# [EXERCISE 1]
List every age level mentioned in the article on BFF Elite Football Academy below, such as an under-N category.
# [EXERCISE 2]
Translate the sentence "The players were selected through nationwide trial." from the article on BFF Elite Football Academy into Spanish.
# [EXERCISE 3]
Write a continuation of the article on BFF Elite Football Academy, starting after its final sentence.

# [EXCERPT PROVIDED]
BFF Elite Football Academy
- Full name: Bangladesh Football Federation Elite Football Academy
- Short name: BEFA
- Founded: September 12, 2021; 4 years ago
- Ground: BSSS Mostafa Kamal Stadium
- Capacity: 25,000
- Operator: Bangladesh Football Federation
- Head Coach: Golam Rabbani Choton
- League: Bangladesh Championship League
- 2024–25: Bangladesh Championship League, 10th of 10
| Home colours | Away colours |

= BFF Elite Football Academy =

Bangladeshi association football club

BFF Elite Football Academy is a Bangladeshi youth development football academy based in Dhaka, Bangladesh. Established in 2021, it is operated by the Bangladesh Football Federation, with the goal of developing and nurturing young Bangladeshi footballers. The academy team participates in Bangladesh Championship League, country's second-tier football league. However, they will not be subject to promotion or relegation regardless of their position in the points table of the league.

==History==

The academy started with 51 under-15 footballers in September, 2021. The players were selected through nationwide trial. The current age level of the academy is under-18. The academy is situated at Bir Sherestha Shaheed Shipahi Mostafa Kamal Stadium of Dhaka, Bangladesh. BFF Elite Football Academy has officially started their journey 12 September 2021.

On 29 December 2021, Bangladesh Football Federation has announced the academy team will be part of upcoming Bangladesh Championship League to give the academy players regular playing time in competitive football and monitor their improvement and. They have started preparation for the league. Former assistant coach of Bangladesh U-19 and Bangladesh U-16, Rashed Ahmed Pappu, was appointed as the head coach of the academy for their league debut.

# [SUPPLIED DATA]
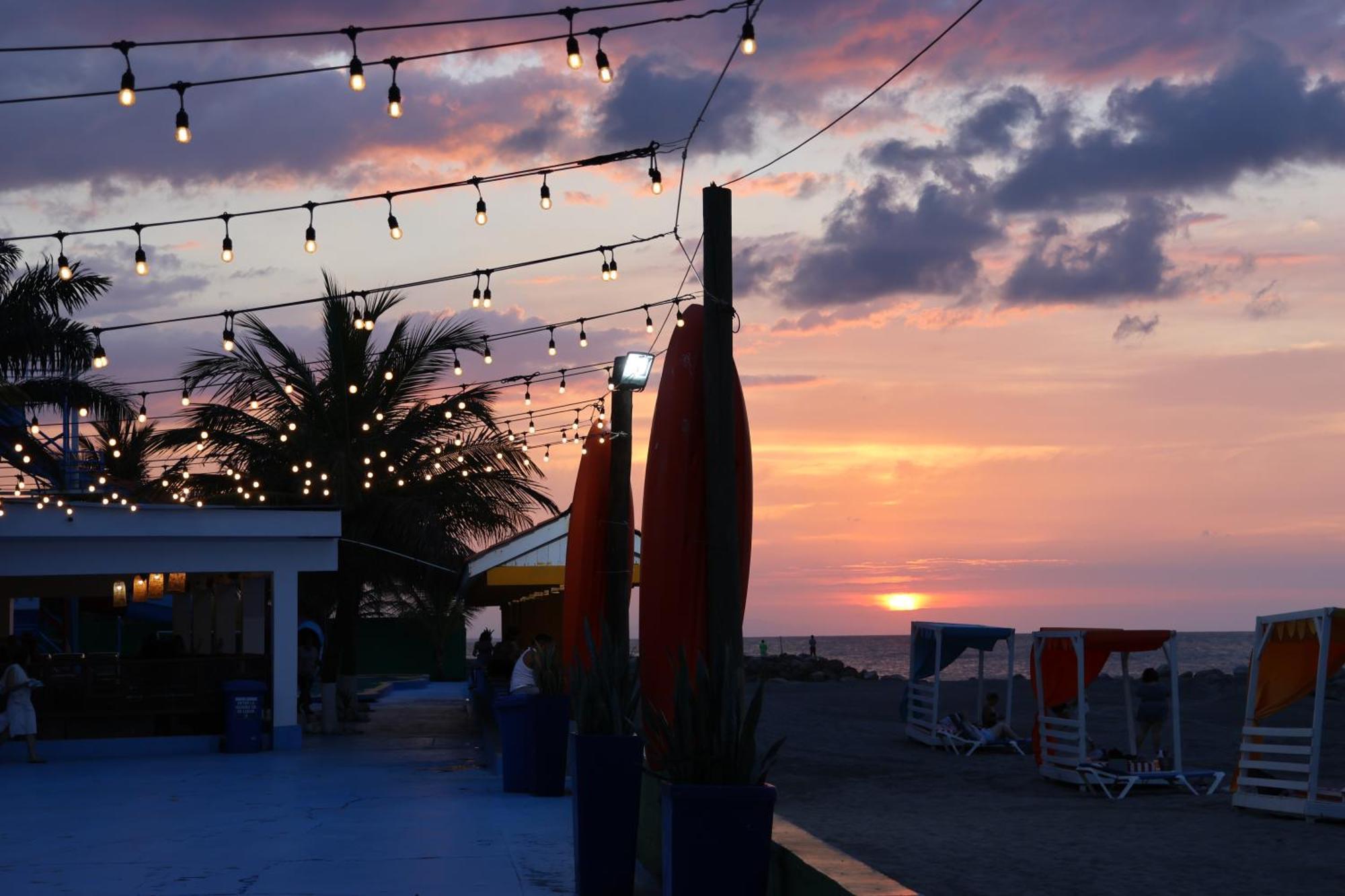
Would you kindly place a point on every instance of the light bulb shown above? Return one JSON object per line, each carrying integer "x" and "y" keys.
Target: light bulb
{"x": 182, "y": 128}
{"x": 127, "y": 96}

# [WRITTEN ANSWER 1]
under-15, under-18, under-19, under-16

# [WRITTEN ANSWER 2]
Los jugadores fueron seleccionados mediante una prueba a nivel nacional.

# [WRITTEN ANSWER 3]
On 20 February 2022, the BFF Elite Academy team played their first ever professional game. They defeated previous years runners up NoFeL SC by 2–1 in the opening match of the 2021–22 Bangladesh Championship League. Both goals were scored by Mirajul Islam. On 12 April 2022, the BFF Elite Academy produced their first Bangladesh Premier League player, as the club's top scorer during the first leg of the Championship season, Mirajul Islam, joined Mohammedan SC on a loan deal worth Tk 10 lakh.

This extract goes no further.